--- Excerpt provided ---
[start]
The Temple House Vanishing by Rachel Donohue is this weekend's Irish Times book offer at Eason. When you buy tomorrow's paper, you can also purchsse the acclaimed debut thriller for only €4.99, a saving of €7. To whet your appetitte, here is our review and Rachel's essay on being a teenage girl in Ireland in the early 1990s.
In tomorrow’s books pages, Kevin Barry discusses his new short story collection with Keith Duggan. Reviews feature Robert Gerwarth on Margaret MacMillan’s War: How Conflict Shaped Us; Catherine Conroy Love by Roddy Doyle; Kevin O’Sullivan on Climate Change and the Nation State: The Realist Case by Anatol Lieven and False Alarm: How Climate Change Panic Costs Us Trillions, Hurts the Poor, and Fails to Fix the Planet by Bjorn Lomborg; Barry Pierce on Ghosts by Dolly Alderton; Paschal Donohoe on Britain and Europe in a Troubled World by Vernon Bogdano; Chris Cusack on The Darkness Echoing by Gillian O’Brien; Martina Evans on the best new poetry; and Sarah Gilmartin on Hag: Forgotten Folktales Retold, edited by Carolyne Larrington.
[end]
--- Written exercise A ---
From the book offer notice above, set down the passage starting with "In tomorrow’s books" and going on through "by Carolyne Larrington.".
--- Written exercise B ---
Translate this sentence from the book offer notice into Spanish: "In tomorrow’s books pages, Kevin Barry discusses his new short story collection with Keith Duggan."

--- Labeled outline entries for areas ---
[start]
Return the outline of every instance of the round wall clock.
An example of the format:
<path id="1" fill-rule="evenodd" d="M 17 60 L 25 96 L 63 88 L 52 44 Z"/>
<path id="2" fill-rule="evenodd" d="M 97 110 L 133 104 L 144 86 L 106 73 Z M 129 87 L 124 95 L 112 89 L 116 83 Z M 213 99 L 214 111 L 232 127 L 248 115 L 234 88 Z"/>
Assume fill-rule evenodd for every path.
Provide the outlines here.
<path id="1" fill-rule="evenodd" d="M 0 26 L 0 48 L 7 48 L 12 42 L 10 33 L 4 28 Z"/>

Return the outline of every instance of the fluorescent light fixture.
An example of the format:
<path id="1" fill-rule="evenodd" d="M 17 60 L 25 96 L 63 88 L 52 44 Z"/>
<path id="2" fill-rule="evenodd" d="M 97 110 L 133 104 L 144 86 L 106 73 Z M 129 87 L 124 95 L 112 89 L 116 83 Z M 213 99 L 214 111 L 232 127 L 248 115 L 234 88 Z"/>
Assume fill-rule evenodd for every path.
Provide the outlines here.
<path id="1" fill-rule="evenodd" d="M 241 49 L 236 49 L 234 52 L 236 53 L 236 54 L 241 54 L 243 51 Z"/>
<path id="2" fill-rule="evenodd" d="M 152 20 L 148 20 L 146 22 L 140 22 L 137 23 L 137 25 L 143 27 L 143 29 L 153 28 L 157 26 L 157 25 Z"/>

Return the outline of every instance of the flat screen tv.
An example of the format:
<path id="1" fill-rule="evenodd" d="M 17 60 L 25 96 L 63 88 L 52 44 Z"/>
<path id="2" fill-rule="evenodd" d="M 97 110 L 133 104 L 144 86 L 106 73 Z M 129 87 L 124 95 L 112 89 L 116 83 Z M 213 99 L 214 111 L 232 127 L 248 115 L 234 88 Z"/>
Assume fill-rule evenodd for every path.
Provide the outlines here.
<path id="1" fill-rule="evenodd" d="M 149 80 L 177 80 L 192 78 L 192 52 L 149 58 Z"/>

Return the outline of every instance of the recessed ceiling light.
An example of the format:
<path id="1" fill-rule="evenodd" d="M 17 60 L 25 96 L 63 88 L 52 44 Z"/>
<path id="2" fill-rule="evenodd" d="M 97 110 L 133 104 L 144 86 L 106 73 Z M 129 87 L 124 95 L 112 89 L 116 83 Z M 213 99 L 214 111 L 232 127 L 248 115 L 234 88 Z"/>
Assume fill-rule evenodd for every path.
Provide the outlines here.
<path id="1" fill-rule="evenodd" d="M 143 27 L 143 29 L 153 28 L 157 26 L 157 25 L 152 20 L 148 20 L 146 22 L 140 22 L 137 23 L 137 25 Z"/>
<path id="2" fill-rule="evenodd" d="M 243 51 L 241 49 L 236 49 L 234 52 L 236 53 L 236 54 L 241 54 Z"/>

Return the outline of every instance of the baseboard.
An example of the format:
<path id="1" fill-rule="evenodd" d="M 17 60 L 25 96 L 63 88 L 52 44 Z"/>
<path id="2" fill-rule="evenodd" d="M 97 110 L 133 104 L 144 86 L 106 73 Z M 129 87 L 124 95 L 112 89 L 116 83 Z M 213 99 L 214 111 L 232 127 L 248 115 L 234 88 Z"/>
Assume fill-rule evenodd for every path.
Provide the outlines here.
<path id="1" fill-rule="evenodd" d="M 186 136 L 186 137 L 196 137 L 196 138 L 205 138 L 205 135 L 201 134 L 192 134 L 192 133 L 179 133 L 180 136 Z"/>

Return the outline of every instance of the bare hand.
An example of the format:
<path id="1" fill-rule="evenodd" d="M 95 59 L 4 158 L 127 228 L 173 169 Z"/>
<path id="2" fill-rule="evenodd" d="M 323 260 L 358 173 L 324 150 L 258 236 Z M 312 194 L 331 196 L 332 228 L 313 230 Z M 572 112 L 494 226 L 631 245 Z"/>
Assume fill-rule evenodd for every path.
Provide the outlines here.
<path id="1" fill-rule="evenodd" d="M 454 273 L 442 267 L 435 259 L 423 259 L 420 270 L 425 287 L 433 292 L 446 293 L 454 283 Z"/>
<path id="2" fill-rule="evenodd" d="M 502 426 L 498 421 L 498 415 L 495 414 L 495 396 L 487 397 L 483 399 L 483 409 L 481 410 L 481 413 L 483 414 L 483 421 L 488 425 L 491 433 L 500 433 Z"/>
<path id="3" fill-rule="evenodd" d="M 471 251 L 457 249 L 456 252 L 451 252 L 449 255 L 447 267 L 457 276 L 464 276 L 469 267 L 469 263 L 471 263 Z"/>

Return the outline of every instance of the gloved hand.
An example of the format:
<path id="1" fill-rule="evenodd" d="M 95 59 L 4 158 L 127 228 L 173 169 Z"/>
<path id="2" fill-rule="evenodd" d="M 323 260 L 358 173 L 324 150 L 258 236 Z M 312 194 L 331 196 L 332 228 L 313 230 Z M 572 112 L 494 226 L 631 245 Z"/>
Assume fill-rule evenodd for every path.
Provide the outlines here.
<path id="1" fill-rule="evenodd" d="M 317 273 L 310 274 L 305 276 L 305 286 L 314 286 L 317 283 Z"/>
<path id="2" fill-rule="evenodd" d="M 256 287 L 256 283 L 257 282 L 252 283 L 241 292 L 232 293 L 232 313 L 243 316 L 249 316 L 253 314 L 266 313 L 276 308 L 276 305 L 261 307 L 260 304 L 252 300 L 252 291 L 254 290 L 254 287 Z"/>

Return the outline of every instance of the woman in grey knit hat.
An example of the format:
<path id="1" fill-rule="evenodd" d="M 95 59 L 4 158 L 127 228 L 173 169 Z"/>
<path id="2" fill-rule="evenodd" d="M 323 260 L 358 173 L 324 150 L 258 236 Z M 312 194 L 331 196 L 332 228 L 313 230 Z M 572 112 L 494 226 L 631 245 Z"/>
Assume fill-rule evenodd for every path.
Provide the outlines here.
[end]
--- Written reply A ---
In tomorrow’s books pages, Kevin Barry discusses his new short story collection with Keith Duggan. Reviews feature Robert Gerwarth on Margaret MacMillan’s War: How Conflict Shaped Us; Catherine Conroy Love by Roddy Doyle; Kevin O’Sullivan on Climate Change and the Nation State: The Realist Case by Anatol Lieven and False Alarm: How Climate Change Panic Costs Us Trillions, Hurts the Poor, and Fails to Fix the Planet by Bjorn Lomborg; Barry Pierce on Ghosts by Dolly Alderton; Paschal Donohoe on Britain and Europe in a Troubled World by Vernon Bogdano; Chris Cusack on The Darkness Echoing by Gillian O’Brien; Martina Evans on the best new poetry; and Sarah Gilmartin on Hag: Forgotten Folktales Retold, edited by Carolyne Larrington.

--- Written reply B ---
En las páginas de libros de mañana, Kevin Barry habla de su nueva colección de relatos con Keith Duggan.